Object pointing dataset rows:
--------------------------------
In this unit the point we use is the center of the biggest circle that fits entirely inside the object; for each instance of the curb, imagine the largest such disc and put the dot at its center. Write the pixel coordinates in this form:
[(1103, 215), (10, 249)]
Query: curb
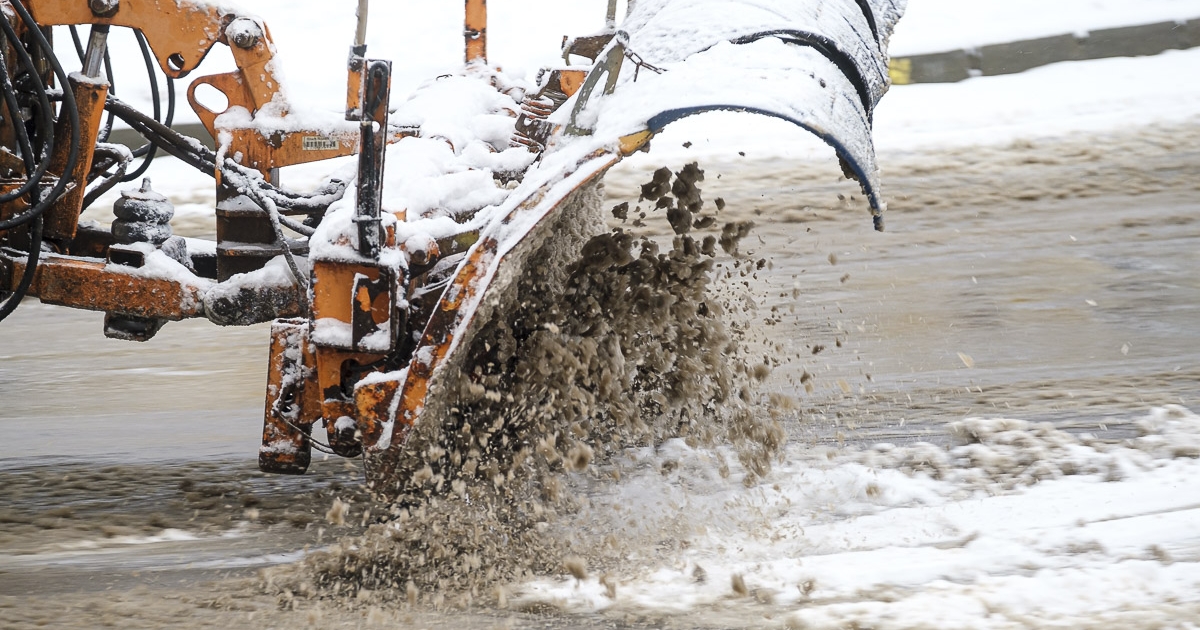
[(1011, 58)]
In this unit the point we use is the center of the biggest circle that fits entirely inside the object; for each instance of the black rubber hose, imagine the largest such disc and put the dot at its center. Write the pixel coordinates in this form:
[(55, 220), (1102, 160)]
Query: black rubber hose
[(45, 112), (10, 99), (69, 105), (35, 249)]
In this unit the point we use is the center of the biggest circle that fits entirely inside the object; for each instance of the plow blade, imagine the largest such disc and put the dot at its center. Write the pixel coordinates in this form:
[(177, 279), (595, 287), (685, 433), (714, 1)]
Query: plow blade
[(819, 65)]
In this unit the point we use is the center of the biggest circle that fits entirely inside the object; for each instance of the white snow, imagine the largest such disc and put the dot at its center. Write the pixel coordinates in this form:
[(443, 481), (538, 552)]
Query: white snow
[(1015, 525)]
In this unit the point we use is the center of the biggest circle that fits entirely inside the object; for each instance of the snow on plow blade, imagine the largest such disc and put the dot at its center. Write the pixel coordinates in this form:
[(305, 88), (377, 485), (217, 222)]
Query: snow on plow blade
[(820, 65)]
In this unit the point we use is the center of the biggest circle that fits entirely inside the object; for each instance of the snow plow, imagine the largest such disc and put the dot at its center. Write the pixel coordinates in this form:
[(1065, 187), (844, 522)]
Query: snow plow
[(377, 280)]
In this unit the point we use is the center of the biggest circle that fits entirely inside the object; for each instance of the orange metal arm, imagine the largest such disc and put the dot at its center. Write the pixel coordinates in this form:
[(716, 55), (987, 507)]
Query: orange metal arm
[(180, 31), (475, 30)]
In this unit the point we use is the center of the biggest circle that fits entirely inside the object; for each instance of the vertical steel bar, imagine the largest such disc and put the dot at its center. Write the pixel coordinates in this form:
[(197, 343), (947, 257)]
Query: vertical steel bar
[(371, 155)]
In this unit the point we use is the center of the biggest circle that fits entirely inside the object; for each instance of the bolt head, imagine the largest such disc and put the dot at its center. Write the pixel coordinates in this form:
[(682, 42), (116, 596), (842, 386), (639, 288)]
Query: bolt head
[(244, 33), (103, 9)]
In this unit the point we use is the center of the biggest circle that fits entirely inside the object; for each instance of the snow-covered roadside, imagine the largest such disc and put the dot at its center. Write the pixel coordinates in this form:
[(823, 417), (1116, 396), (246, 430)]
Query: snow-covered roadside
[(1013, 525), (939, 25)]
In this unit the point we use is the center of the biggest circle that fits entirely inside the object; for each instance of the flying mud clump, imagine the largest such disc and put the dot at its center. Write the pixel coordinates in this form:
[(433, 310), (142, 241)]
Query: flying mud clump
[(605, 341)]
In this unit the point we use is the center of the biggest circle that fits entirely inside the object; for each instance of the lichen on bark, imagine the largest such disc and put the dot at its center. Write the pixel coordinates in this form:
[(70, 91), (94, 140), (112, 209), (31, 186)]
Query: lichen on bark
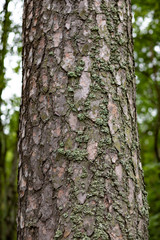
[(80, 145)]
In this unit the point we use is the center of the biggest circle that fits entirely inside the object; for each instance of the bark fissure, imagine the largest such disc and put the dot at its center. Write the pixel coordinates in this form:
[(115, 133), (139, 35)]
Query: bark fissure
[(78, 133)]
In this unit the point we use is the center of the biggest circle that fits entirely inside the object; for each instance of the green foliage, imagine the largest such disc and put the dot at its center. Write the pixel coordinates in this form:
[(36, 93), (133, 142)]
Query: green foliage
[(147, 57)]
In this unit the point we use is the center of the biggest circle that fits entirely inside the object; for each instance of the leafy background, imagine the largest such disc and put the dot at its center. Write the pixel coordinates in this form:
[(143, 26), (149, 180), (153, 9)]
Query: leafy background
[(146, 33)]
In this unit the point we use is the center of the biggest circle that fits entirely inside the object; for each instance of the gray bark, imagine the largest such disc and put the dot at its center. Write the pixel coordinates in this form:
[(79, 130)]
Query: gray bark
--------------------------------
— What to produce —
Repeat the listing above, starting at its first line and ending with the line that contains "[(1011, 58)]", including both of those lines. Omit the picture from your answer.

— Task response —
In this unit the point we use is the center of the biggest circle that fits entirely inside the object; for each instance of the curb, imagine the largest such disc and put the dot at its center. Write the pixel coordinates in this form:
[(1103, 215), (10, 249)]
Query: curb
[(1011, 58)]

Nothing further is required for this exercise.